» TASK TO COMPLETE
Gather every line in the records below that contains the string "Category".

» GIVEN RECORDS
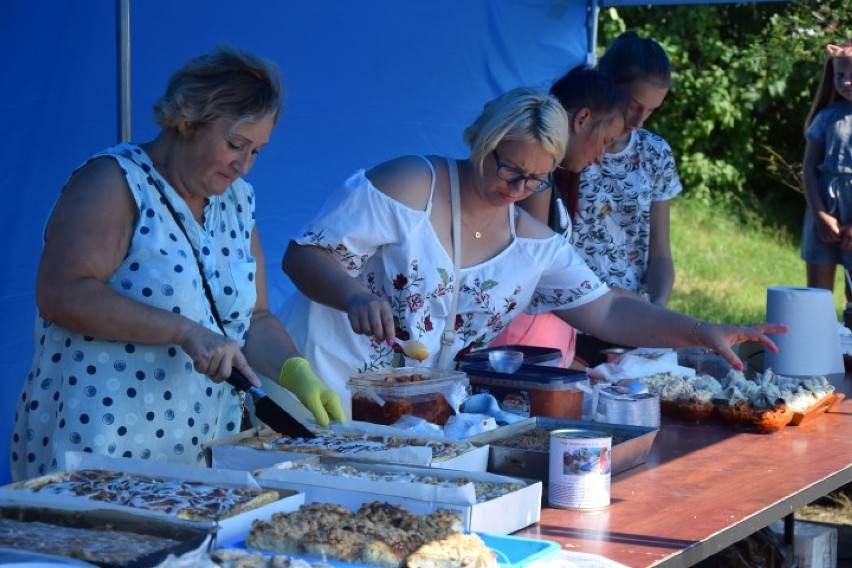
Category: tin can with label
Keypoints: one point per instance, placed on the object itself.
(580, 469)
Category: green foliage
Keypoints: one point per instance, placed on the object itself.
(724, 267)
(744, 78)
...
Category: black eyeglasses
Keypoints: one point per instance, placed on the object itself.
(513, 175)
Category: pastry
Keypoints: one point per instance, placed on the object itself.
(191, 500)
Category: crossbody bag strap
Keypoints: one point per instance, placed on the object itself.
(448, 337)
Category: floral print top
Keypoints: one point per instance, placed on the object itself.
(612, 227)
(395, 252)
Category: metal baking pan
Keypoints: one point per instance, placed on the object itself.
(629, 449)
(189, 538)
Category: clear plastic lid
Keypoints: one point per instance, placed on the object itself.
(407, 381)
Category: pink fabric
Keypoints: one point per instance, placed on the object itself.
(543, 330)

» THE RESULT
Category: tin can with label
Category: green foliage
Category: black eyeglasses
Category: pastry
Category: crossbody bag strap
Category: floral print top
Category: metal baking pan
Category: clear plastic lid
Category: pink fabric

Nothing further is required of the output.